**TASK STATEMENT:** Print the records character for character, from their first line through the line that contains "(1038, 770)", with both of those lines included.

· · · · · · ·

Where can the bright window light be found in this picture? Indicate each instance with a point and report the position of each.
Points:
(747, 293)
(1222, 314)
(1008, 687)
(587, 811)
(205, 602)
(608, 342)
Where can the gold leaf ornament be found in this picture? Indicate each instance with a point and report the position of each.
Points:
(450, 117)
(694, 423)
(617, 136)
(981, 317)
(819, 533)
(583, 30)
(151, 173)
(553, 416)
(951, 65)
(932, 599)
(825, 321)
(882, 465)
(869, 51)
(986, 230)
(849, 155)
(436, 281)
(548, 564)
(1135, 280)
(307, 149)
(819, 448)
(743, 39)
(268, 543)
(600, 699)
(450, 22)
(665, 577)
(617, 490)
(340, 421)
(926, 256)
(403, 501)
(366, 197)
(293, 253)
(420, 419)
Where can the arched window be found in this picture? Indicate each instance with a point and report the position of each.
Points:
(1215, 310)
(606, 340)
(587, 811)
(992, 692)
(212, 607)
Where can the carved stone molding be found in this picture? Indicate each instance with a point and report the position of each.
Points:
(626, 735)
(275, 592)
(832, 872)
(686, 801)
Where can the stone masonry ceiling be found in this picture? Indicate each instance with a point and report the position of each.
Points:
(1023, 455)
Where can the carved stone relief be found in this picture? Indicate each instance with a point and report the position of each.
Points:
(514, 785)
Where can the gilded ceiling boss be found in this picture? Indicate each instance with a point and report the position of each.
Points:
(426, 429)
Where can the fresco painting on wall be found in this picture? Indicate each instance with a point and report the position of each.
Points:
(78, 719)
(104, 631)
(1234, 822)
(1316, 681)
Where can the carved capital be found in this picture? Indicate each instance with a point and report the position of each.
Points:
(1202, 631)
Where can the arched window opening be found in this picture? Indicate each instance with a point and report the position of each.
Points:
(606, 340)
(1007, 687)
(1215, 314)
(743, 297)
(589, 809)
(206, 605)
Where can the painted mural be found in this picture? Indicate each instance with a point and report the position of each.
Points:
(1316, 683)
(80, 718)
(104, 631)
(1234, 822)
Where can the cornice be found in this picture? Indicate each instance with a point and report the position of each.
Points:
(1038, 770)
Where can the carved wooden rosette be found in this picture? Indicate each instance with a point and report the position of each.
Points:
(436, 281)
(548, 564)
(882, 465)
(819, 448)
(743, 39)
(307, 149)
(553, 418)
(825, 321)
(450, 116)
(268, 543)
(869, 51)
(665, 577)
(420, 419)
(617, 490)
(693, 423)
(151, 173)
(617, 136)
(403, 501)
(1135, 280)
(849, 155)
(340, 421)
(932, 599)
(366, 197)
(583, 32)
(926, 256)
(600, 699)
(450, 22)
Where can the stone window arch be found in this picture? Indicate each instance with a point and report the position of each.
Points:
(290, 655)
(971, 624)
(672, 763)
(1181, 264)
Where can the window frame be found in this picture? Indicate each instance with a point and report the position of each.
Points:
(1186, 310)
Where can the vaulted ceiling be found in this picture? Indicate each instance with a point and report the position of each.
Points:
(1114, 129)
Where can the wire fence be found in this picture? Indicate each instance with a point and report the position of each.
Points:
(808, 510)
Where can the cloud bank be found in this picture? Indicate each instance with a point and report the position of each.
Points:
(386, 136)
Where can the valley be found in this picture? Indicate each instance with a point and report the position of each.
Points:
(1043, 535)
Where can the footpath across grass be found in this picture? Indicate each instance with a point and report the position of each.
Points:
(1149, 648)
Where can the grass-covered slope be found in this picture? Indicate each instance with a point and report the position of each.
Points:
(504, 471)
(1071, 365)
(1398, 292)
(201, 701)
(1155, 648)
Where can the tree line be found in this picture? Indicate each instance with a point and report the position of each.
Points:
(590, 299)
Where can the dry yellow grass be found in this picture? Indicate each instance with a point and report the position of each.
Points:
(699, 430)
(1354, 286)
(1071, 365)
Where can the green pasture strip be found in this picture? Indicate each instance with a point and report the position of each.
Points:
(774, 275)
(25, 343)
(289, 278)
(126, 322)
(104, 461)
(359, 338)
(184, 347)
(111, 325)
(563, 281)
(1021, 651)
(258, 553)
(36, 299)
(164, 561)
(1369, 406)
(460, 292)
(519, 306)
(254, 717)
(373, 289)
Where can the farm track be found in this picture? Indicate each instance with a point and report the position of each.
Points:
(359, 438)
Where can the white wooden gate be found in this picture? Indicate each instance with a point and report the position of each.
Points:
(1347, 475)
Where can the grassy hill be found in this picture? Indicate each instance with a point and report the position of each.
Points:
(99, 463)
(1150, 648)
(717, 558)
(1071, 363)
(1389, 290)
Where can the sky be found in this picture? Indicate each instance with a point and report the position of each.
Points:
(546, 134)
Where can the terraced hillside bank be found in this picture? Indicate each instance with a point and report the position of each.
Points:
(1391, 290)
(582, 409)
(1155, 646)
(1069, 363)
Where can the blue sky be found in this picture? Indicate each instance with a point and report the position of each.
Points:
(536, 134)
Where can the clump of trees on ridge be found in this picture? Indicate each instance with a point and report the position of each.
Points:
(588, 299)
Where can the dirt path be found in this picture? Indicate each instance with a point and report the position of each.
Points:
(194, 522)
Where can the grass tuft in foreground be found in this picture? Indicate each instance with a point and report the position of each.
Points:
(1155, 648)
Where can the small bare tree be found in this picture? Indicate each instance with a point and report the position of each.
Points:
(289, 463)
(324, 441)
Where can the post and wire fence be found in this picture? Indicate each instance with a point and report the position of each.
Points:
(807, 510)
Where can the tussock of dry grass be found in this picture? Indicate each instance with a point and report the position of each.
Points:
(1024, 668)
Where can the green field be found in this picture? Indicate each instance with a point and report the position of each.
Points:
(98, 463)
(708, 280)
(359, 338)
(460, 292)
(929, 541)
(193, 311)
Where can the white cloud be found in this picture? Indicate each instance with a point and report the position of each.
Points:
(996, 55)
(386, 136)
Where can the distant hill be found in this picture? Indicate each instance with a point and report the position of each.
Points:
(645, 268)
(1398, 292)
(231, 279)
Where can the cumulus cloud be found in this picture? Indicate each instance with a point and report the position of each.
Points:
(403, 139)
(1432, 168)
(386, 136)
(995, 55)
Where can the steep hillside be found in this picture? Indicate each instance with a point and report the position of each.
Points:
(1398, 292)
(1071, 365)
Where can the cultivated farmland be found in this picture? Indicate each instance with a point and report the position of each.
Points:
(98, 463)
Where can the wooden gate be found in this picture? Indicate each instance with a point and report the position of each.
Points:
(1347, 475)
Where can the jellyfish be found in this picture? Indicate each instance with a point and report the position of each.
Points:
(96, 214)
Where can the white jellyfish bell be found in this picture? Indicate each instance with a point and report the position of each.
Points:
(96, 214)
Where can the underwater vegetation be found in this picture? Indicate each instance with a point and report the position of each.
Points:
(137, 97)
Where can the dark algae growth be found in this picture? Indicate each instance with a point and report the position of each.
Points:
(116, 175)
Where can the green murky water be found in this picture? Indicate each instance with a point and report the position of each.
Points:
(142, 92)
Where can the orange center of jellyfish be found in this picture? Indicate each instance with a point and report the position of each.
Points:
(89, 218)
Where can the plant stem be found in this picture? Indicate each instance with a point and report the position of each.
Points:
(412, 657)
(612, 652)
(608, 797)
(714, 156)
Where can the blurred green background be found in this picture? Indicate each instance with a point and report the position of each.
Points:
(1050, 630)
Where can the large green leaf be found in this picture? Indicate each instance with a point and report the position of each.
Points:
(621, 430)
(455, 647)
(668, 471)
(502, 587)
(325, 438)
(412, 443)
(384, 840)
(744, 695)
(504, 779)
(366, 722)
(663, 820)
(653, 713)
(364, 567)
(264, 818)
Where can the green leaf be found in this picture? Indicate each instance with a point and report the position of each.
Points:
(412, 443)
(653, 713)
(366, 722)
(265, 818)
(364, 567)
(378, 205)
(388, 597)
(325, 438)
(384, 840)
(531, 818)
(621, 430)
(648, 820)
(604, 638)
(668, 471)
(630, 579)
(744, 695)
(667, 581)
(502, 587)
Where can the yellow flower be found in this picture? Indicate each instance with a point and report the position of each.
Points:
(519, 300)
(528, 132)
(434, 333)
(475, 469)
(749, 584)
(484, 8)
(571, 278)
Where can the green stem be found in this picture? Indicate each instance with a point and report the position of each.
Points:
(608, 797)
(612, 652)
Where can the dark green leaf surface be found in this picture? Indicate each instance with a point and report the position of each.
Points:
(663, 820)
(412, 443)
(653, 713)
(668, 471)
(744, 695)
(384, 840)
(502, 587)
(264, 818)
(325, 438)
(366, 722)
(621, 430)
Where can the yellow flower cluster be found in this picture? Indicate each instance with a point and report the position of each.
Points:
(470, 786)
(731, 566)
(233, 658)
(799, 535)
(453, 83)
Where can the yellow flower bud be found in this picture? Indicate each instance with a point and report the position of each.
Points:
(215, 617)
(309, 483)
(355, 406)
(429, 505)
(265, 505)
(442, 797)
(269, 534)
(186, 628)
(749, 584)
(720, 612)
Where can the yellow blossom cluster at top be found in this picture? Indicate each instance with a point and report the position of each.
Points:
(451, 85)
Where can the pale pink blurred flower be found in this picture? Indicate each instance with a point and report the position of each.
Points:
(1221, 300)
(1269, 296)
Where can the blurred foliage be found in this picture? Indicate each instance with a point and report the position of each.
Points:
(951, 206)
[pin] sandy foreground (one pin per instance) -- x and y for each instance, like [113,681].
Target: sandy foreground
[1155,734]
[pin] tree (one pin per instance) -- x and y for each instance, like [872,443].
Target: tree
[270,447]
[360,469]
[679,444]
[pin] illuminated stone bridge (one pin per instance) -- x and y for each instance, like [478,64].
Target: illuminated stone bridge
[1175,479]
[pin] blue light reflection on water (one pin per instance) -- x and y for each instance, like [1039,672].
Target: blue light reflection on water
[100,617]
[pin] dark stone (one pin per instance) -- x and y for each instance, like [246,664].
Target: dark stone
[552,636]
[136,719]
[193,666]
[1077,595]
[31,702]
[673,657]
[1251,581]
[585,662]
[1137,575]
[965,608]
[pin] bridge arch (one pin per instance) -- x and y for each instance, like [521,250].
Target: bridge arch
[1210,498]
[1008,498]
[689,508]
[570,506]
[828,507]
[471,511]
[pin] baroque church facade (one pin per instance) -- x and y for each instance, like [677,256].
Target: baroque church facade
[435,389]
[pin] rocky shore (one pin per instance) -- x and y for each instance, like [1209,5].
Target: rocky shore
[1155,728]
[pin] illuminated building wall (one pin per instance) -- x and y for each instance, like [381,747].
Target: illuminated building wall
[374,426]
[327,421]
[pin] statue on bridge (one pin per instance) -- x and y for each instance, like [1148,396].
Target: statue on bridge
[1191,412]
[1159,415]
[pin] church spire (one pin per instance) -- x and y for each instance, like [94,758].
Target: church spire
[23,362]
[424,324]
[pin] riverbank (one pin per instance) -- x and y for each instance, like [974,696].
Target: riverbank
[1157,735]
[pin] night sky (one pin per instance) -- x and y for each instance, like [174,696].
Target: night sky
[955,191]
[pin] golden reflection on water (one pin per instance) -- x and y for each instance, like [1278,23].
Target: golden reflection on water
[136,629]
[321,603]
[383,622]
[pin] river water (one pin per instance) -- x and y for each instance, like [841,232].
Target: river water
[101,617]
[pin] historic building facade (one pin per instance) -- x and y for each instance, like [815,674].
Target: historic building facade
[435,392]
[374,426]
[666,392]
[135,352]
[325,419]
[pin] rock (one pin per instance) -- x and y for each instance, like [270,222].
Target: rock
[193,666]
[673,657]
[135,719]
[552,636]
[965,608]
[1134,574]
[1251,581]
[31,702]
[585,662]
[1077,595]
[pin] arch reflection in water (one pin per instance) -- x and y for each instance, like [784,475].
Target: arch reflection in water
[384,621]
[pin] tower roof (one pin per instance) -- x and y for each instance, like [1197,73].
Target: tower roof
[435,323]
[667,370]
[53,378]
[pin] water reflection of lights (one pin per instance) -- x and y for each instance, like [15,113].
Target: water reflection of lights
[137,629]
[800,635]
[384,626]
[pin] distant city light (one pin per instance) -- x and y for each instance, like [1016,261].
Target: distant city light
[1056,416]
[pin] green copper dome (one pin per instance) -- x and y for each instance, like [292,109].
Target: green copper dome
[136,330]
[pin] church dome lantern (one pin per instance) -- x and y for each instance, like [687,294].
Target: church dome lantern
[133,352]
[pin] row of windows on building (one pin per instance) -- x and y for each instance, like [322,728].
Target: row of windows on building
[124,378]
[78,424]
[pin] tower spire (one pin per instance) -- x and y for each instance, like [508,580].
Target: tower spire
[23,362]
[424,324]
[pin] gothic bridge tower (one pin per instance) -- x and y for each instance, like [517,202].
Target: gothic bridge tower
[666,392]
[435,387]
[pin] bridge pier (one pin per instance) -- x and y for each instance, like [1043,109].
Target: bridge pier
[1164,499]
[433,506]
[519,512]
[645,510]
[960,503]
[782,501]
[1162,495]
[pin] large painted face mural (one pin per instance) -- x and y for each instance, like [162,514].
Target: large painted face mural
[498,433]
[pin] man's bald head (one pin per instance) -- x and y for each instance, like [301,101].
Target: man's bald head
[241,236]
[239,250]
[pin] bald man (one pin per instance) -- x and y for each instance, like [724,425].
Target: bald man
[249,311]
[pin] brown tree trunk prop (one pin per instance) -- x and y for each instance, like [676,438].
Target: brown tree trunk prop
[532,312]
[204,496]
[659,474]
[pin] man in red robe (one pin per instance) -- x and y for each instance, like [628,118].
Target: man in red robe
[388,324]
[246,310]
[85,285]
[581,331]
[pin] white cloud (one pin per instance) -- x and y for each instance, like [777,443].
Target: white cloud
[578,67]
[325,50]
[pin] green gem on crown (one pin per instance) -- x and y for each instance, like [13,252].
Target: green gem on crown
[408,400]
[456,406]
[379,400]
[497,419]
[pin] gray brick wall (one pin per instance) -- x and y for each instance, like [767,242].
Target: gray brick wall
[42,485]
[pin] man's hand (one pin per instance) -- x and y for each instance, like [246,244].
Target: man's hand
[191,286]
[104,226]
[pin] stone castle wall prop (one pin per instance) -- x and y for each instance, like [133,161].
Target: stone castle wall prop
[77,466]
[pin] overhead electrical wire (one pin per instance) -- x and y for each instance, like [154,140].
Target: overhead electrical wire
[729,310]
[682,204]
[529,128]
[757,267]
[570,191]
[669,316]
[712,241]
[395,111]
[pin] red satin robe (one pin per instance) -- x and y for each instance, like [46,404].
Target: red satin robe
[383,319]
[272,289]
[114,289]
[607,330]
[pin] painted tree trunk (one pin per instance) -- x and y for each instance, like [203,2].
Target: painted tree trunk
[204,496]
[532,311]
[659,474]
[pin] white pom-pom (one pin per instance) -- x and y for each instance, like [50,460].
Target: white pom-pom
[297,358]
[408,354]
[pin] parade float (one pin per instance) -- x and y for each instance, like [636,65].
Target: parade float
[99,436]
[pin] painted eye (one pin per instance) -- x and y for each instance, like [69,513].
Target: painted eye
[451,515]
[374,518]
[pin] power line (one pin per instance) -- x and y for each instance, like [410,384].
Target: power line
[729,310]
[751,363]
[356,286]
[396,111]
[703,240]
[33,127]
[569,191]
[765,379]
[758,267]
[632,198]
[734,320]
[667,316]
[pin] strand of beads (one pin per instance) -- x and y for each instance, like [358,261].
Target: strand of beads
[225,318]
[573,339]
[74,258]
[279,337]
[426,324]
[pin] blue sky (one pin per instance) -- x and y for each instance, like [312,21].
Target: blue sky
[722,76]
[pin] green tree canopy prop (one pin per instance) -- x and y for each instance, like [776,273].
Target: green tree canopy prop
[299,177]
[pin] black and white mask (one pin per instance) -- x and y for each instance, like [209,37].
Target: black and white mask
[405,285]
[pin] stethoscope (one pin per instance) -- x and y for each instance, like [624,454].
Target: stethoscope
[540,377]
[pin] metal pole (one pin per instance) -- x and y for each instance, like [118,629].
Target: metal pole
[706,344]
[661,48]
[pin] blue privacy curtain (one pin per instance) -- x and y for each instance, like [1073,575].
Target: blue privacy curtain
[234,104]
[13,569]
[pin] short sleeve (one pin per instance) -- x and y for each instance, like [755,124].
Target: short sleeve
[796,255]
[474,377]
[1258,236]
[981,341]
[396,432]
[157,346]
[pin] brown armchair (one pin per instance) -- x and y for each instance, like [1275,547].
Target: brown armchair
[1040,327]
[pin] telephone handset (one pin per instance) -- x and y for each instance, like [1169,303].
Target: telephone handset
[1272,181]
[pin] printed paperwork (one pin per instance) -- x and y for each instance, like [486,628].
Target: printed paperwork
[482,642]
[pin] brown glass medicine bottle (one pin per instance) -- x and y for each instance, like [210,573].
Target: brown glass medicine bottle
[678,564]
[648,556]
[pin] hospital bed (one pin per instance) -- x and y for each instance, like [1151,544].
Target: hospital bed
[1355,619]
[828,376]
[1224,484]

· · · · · · ·

**COMPLETED TASK:**
Where can the bright window light be found in this picture? Indicate each instance with a point and report the position of each.
Points:
(747, 293)
(1222, 314)
(1008, 687)
(587, 811)
(205, 602)
(608, 342)
Where can the gold leaf ornament be found in this picture? Indicate each instance with a point and report the position of each.
Points:
(450, 117)
(694, 423)
(617, 136)
(981, 317)
(819, 533)
(583, 30)
(151, 173)
(553, 416)
(951, 65)
(932, 599)
(825, 321)
(882, 465)
(869, 51)
(986, 230)
(849, 155)
(436, 281)
(548, 564)
(1135, 280)
(307, 149)
(819, 448)
(743, 39)
(268, 543)
(600, 699)
(450, 22)
(665, 577)
(617, 490)
(340, 421)
(926, 256)
(403, 501)
(366, 197)
(293, 253)
(420, 419)
Where can the arched window be found in this picture? Indicate each instance with a point and report the position of each.
Points:
(1215, 310)
(606, 340)
(587, 811)
(992, 692)
(212, 607)
Where can the carved stone molding be found in this picture? Indicate each instance with a point and report the position of each.
Points:
(626, 735)
(275, 592)
(832, 872)
(686, 801)
Where can the stone masonry ceiling be found in this picture? Indicate each instance with a point and report the position of each.
Points:
(1023, 455)
Where can the carved stone relief be found in this picture? Indicate each instance with a point and report the position of each.
Points:
(514, 785)
Where can the gilded ceiling boss be found in this picture? Indicate each instance with a point and report the position of each.
Points:
(426, 429)
Where can the fresco painting on wall be found in this picture? Indicate each instance with a point and report the position of each.
Points:
(78, 719)
(104, 631)
(1234, 822)
(1316, 681)
Where can the carved capital be found in this picture? Indicate each instance with a point and report the position of each.
Points:
(1202, 631)
Where can the arched window opening be found in this picture? Indicate each instance with a point and report the position of each.
Points:
(606, 340)
(1007, 687)
(1215, 314)
(743, 297)
(589, 809)
(206, 605)
Where can the painted mural be found in this picture? Indicate each instance with a point and report the position of each.
Points:
(1316, 683)
(80, 718)
(104, 631)
(1234, 822)
Where can the cornice be found in this picture? Indicate each instance with a point and report the position of each.
Points:
(1038, 770)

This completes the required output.